---- Dataset excerpts

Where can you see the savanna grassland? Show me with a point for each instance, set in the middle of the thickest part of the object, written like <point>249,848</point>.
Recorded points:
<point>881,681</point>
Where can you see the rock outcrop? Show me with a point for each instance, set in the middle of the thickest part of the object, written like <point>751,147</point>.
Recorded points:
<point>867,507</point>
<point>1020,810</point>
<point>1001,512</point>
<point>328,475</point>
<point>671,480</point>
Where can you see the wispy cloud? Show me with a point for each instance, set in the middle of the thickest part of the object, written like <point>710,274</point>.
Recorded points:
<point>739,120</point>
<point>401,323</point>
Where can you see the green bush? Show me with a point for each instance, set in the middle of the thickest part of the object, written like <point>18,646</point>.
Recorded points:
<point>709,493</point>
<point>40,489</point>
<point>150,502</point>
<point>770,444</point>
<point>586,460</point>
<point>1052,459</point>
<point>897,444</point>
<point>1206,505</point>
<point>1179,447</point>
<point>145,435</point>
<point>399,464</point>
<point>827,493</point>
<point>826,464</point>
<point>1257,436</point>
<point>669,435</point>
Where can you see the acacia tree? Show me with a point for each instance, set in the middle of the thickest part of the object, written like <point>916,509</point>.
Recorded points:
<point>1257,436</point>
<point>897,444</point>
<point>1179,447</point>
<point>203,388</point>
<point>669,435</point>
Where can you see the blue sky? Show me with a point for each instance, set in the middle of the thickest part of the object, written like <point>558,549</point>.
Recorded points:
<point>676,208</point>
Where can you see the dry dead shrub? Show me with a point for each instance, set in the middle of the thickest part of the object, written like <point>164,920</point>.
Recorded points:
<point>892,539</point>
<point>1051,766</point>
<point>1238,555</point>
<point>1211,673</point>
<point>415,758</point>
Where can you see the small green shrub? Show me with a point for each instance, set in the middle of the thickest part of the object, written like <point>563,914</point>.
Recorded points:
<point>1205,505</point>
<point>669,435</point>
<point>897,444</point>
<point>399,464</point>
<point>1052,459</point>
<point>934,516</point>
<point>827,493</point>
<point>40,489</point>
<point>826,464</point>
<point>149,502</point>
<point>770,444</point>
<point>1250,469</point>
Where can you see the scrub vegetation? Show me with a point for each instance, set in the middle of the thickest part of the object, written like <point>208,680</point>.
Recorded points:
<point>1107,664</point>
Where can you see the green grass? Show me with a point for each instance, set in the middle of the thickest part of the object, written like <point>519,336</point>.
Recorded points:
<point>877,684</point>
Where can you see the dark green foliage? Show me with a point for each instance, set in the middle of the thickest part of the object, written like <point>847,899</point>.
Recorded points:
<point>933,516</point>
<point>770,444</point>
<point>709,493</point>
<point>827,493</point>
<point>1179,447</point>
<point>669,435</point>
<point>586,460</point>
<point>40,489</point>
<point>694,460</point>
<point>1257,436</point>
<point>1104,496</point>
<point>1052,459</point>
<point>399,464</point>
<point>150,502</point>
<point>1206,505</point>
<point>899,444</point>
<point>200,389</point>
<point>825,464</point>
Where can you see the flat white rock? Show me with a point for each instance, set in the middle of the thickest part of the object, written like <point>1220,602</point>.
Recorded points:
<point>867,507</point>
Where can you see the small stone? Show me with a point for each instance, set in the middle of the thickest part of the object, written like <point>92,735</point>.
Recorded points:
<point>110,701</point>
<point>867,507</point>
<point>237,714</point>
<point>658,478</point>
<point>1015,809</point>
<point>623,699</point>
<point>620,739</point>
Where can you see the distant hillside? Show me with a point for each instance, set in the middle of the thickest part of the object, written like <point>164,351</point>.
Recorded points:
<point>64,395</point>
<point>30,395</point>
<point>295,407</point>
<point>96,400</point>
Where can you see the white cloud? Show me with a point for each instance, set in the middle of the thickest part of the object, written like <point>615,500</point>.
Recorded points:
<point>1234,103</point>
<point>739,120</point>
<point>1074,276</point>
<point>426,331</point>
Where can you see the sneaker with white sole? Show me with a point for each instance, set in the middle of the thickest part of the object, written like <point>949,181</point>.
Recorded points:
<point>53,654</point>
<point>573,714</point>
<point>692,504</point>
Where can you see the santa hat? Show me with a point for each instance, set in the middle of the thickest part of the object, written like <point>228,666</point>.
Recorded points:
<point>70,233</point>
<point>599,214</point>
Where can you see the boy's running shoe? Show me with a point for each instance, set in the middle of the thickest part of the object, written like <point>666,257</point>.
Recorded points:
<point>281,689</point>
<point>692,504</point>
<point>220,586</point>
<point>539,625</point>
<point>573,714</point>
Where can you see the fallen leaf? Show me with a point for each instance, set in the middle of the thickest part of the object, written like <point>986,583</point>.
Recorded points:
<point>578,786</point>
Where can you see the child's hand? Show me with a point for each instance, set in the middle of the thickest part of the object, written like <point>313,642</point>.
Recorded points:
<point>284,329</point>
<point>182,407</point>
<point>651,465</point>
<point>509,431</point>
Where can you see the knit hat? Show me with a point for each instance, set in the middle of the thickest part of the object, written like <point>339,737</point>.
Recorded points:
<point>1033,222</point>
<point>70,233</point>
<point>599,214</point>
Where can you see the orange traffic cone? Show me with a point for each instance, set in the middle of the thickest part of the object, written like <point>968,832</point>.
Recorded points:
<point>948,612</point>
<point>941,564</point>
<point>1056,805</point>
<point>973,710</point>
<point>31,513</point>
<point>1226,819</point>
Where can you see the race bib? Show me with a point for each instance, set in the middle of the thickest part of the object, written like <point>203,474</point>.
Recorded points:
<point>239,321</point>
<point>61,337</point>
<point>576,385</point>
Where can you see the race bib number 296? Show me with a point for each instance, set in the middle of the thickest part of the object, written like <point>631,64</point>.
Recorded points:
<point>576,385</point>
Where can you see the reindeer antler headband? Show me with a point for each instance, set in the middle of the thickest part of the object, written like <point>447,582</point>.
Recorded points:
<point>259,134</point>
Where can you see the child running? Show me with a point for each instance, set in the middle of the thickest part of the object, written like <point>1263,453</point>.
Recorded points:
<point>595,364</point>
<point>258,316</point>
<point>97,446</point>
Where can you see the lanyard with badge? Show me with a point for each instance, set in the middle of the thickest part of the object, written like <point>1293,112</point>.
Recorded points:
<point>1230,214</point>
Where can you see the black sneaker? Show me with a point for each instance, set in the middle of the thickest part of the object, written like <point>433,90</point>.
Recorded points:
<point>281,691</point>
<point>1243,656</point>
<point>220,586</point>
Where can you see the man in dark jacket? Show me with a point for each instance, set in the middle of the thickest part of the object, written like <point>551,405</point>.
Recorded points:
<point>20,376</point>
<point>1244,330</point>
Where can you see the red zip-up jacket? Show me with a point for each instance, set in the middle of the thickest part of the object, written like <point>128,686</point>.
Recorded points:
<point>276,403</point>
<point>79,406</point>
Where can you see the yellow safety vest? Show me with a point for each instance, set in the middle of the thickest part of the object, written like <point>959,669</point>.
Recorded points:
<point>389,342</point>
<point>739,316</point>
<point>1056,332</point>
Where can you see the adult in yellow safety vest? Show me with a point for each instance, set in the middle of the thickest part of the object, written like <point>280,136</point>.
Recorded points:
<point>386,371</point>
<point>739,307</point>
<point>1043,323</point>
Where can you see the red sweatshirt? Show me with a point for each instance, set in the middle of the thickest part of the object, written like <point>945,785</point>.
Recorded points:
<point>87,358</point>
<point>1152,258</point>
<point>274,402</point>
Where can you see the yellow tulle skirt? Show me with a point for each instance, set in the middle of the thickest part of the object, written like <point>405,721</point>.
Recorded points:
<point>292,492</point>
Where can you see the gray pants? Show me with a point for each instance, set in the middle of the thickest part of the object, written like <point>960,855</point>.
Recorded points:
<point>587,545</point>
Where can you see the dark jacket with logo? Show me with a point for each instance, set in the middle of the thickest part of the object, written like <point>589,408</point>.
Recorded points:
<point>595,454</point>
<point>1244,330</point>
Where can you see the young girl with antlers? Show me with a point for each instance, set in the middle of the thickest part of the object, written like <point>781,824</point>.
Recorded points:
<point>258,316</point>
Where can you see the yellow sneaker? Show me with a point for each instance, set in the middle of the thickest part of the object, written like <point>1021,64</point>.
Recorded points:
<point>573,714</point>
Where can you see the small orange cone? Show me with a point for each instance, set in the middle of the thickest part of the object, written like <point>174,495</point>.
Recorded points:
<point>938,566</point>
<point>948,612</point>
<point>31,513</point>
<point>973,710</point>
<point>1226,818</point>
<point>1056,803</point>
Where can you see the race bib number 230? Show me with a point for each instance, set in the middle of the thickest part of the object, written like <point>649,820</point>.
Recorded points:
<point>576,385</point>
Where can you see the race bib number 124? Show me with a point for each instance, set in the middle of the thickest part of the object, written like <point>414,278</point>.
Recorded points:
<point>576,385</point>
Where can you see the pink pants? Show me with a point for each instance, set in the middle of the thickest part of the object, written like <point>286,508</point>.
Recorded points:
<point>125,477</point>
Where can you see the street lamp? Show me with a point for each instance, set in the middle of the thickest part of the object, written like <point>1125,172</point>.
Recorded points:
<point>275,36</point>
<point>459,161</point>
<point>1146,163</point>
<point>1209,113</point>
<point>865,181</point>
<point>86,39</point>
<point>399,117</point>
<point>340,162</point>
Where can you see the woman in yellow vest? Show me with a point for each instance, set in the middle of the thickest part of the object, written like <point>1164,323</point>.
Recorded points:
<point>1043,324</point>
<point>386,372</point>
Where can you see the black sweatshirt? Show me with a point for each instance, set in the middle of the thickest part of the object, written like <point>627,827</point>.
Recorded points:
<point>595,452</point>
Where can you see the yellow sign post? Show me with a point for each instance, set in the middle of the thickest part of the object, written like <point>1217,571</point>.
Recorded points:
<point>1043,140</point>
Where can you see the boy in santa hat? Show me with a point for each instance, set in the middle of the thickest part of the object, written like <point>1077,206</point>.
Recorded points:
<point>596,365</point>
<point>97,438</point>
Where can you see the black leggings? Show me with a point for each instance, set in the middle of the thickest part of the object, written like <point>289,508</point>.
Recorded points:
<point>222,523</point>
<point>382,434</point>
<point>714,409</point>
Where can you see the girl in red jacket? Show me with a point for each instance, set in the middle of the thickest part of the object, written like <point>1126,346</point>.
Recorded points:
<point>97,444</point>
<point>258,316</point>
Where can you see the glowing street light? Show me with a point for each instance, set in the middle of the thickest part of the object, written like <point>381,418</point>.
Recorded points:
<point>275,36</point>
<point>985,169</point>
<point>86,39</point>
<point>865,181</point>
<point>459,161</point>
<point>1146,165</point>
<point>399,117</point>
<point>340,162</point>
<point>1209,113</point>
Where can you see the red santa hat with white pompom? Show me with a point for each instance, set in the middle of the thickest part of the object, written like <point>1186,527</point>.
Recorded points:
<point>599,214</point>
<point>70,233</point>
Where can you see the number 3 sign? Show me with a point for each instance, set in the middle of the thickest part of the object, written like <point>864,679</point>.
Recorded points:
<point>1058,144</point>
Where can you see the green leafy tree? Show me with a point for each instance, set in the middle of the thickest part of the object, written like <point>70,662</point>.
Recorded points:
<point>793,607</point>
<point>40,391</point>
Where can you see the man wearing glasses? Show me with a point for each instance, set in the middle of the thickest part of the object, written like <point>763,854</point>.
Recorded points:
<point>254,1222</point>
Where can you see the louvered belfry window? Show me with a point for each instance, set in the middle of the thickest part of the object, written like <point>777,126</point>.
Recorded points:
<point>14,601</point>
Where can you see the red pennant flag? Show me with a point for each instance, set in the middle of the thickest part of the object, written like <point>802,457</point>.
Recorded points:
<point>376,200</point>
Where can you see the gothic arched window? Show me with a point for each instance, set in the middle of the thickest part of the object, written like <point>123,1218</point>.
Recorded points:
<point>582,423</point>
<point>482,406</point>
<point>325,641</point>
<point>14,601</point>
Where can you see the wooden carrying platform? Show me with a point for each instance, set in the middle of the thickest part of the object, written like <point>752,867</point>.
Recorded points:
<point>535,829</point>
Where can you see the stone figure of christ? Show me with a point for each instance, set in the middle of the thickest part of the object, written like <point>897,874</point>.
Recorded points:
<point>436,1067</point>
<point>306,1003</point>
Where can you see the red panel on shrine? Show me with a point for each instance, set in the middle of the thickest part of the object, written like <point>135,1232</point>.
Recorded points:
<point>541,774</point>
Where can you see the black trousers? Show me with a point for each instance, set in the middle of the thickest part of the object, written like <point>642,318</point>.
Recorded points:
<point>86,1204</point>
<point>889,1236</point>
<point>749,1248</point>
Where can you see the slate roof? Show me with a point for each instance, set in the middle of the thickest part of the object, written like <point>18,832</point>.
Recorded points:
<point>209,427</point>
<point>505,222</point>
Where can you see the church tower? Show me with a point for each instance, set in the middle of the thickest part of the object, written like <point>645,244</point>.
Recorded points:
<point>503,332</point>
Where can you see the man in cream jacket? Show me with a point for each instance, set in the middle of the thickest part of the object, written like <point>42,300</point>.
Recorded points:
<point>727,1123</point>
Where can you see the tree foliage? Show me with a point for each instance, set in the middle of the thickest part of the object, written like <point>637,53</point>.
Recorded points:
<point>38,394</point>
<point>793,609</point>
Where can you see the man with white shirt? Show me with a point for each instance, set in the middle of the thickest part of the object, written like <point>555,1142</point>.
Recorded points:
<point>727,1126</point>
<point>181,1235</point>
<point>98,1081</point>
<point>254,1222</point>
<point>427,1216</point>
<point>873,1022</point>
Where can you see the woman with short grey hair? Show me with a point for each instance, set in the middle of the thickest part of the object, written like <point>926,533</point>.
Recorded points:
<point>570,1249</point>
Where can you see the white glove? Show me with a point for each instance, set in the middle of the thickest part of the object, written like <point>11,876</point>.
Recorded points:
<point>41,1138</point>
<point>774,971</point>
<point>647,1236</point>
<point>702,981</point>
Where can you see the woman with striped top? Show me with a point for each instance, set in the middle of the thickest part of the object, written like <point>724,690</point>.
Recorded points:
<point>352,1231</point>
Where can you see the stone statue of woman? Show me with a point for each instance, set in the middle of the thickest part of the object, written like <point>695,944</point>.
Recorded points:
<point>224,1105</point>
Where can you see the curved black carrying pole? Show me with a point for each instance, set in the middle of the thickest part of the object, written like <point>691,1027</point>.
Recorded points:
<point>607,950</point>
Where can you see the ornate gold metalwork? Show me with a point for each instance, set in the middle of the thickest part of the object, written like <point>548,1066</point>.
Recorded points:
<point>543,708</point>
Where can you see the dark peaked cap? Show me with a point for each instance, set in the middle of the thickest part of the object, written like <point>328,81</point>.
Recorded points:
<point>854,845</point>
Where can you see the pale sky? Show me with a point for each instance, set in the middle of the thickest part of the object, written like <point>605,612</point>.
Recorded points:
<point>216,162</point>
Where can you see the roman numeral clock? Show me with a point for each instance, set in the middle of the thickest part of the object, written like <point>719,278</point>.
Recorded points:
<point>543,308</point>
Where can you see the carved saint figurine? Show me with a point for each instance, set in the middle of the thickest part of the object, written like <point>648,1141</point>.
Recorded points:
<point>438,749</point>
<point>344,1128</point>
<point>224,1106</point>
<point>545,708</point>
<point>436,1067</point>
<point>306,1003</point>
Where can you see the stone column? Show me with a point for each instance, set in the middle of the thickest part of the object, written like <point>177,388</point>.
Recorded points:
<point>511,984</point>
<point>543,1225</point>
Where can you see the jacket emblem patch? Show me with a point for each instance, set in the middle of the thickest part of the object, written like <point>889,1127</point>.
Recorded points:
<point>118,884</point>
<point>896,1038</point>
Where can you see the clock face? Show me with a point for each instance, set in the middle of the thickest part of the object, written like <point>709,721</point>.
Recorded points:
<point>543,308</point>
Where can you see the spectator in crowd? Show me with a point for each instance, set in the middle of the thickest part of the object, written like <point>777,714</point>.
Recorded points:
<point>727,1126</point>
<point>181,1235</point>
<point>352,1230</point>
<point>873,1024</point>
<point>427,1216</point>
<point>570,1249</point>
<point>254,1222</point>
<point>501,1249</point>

--------

Starting with the line that contains "Where can you see the jacket" and continuing through the last line of the material, write each line as a string in a JSON list. Leave out any blank lines.

## Full answer:
[
  "Where can you see the jacket emblem patch? Show me with a point for each instance, set in the middle of the thickest part of the object, written like <point>889,1127</point>.",
  "Recorded points:",
  "<point>118,884</point>",
  "<point>896,1038</point>",
  "Where can you see the clock face? Show me with a point for each instance, set in the middle of the thickest part of the object, written like <point>709,721</point>.",
  "Recorded points:",
  "<point>543,308</point>",
  "Where can you see the spectator in crowd? Show me with a point for each instance, set in the middle of the thickest part of the object, written like <point>777,714</point>.",
  "Recorded points:",
  "<point>727,1126</point>",
  "<point>181,1235</point>",
  "<point>352,1230</point>",
  "<point>873,1024</point>",
  "<point>427,1216</point>",
  "<point>570,1249</point>",
  "<point>254,1222</point>",
  "<point>501,1249</point>"
]